- [TASK BRIEF]:
Please rewrite the part of the boat ladder thread that opens with the words "## richg99 (Nov" and closes with "step one too.", putting "6 step" in place of "4 step".

- [EXCERPT TO READ]:
* * *

Been there, done that. The problem with a rope ladder is that it will swing under the boat when you try to climb it. They're better than nothing, but can be difficult for people who aren't in good shape and/or don't have much upper body strength. I'd spend the bucks and get a good dive ladder. For less than $150 you can get a solid one that stores in a bracket out of the way on the transom, is very easy to deploy and will be much easier to use. 
https://www.marinedepotdirect.com/sport-diver-ladder.html


----------



## firecat1981 (Nov 27, 2007)

I considered those, but they don't work well if you have trim tabs back there, and I might on the new skiff. I looked at every ladder available, if they worked for the next boat they didn't for this one. There aren't many one size fits all options, which is why I went this route.


----------



## firecat1981 (Nov 27, 2007)

Well the ladder worked, ok. It was still difficult to manage, and really the only thing better then just using the foot loop with pvc was it was more comfortable on your feet. 

So I bought several different ladders to try and mount. Thank you amazon and basspro for your return policies, lol. After trying to work it out for a bit I found the transom wasn't going to work. The rear deck was not as supported as I thought and would be difficult to reinforce. So I went off the gunnel. Some hefty 3/4" ply backing plates bonded, and a quick and dirty drill fill drill, and she is solid. The ladder is rated to 400lbs, but I wouldn't put more then 300 lbs on it. I'm sitting at 250 lbs and was able to jump and stomp on the first step multiple times, wearing a helmet naturally, without the slightest budge or sound. I have it secured with the required 4 bolts using wingnuts, this way it can be stored in the hatch when not in use. I may use a similar technique on the next skiff, as I see more and more boats ditching the transomladders for side mounted ones.


----------



## anytide (Jul 30, 2009)

yes thats the one you need.


----------



## bryson (Jun 22, 2015)

Looks good -- I like the wingnut idea too.


----------



## firecat1981 (Nov 27, 2007)

Got to try it out today at Ft Desoto. Rock solid. I jumped my fat 250 lbs but up and down, and twisted it too. Still not as nice as a pontoons stair case, but it did the trick.


----------



## richg99 (Nov 28, 2009)

Do you happen to have a LINK to your final choice? ThNkd


----------



## firecat1981 (Nov 27, 2007)

https://www.amazon.com/gp/aw/d/B00DTMEHJQ/ref=yo_ii_img?ie=UTF8&psc=1

They had a 4 step one too.


----------

* * *

- [GIVEN INFORMATION]:
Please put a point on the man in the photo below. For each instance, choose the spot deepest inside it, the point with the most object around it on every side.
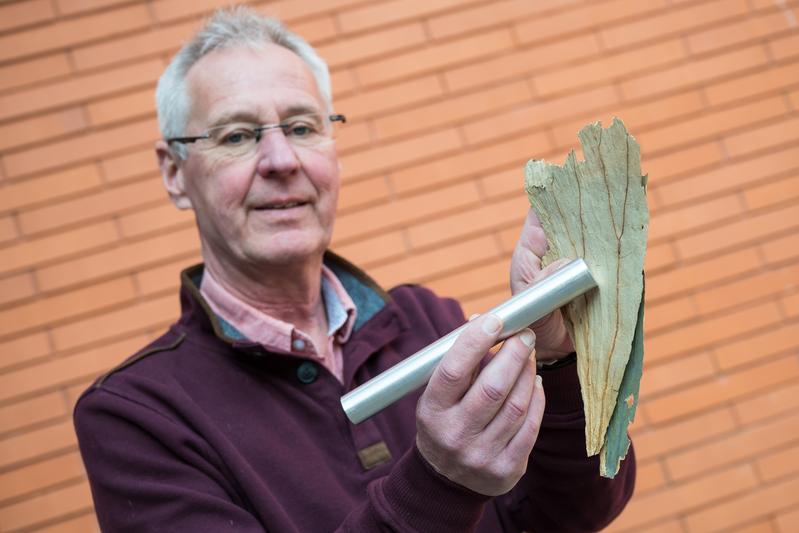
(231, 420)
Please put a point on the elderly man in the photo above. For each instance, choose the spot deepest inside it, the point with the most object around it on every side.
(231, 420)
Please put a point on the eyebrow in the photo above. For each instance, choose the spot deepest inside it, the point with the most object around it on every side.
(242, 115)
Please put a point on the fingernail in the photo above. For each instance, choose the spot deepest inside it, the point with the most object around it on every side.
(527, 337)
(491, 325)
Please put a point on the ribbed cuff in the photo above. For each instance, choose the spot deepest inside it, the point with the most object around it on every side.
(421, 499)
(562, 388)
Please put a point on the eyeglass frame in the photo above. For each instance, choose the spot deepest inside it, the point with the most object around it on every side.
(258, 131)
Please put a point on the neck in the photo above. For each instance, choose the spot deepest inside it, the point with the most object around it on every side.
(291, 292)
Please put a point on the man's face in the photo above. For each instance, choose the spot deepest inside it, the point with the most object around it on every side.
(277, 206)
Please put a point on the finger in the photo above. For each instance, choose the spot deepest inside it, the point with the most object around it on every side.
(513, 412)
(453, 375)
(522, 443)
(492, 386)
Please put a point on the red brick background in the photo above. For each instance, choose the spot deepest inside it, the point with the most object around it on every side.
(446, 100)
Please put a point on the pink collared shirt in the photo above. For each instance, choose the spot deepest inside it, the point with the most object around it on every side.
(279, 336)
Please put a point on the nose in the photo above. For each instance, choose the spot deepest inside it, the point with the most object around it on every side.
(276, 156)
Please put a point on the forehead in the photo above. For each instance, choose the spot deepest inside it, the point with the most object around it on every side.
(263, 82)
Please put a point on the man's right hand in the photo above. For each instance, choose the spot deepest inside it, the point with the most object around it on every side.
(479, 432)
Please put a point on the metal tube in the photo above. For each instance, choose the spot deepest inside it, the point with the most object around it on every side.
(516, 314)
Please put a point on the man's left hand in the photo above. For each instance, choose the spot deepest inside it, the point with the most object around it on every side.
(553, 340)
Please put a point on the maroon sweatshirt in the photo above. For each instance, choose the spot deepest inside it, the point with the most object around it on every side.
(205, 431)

* * *

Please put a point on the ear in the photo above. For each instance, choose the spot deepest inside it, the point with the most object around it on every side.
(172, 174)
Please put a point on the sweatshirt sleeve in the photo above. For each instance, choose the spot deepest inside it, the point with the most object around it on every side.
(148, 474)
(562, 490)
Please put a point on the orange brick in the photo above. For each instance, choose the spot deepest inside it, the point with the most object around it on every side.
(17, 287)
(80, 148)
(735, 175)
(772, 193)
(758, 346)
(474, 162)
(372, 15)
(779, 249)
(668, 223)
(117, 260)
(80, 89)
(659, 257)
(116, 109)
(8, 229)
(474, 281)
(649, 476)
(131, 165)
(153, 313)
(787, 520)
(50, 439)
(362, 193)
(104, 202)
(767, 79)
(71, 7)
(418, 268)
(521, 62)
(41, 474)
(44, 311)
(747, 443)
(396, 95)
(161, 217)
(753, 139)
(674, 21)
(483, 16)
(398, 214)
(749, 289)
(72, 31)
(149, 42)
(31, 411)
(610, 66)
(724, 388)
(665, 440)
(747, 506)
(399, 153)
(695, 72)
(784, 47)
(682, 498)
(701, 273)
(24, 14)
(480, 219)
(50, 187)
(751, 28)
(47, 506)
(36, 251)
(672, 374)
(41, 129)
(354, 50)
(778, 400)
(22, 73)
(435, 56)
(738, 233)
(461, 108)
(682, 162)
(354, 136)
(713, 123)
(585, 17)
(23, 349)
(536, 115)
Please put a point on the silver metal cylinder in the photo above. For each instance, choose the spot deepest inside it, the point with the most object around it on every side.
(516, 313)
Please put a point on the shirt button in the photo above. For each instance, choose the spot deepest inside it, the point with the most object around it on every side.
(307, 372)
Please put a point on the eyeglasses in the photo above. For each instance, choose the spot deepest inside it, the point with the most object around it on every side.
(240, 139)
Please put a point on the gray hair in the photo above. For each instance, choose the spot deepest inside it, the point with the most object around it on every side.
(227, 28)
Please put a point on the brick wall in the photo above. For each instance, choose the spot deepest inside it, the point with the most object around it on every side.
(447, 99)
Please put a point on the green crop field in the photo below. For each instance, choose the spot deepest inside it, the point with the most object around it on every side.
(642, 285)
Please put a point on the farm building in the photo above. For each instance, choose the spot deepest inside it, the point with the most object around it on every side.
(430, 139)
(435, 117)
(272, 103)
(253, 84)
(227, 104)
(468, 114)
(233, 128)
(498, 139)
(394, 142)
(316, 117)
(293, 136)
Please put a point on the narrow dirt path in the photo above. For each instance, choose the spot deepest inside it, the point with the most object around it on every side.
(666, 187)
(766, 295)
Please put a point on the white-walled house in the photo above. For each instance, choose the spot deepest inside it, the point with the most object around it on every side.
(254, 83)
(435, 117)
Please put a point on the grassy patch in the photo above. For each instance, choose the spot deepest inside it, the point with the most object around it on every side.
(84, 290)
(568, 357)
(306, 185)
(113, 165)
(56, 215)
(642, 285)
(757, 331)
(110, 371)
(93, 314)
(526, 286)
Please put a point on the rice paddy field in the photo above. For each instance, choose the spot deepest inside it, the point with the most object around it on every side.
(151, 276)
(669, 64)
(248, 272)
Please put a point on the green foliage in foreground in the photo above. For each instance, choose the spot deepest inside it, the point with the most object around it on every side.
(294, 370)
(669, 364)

* * *

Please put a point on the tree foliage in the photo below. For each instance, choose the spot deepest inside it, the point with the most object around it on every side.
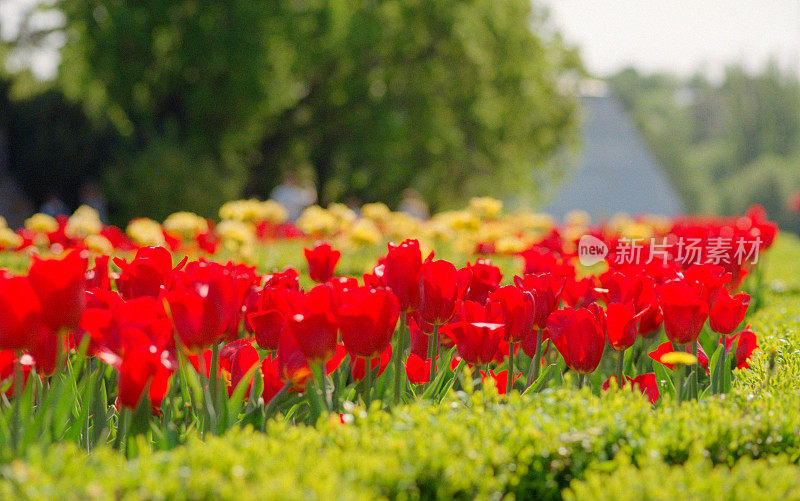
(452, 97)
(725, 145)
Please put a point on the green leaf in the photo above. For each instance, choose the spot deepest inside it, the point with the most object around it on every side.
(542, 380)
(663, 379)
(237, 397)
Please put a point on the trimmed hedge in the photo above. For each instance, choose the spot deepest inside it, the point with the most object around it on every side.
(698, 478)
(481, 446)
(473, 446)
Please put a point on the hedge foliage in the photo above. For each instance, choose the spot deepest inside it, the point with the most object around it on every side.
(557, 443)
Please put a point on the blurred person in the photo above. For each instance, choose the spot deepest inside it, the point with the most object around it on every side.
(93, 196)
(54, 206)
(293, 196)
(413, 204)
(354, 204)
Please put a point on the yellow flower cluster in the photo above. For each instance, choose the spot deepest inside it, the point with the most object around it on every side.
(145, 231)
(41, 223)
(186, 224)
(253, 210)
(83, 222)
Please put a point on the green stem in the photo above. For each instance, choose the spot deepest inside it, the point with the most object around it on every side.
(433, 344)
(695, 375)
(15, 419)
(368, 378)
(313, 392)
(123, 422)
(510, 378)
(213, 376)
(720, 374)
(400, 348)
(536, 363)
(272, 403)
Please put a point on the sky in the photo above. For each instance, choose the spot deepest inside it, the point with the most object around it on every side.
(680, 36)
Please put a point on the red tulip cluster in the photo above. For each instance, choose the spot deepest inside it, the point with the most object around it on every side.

* * *

- [EXERCISE RESULT]:
## richg99 (Nov 28, 2009)

Do you happen to have a LINK to your final choice? ThNkd


----------



## firecat1981 (Nov 27, 2007)

https://www.amazon.com/gp/aw/d/B00DTMEHJQ/ref=yo_ii_img?ie=UTF8&psc=1

They had a 6 step one too.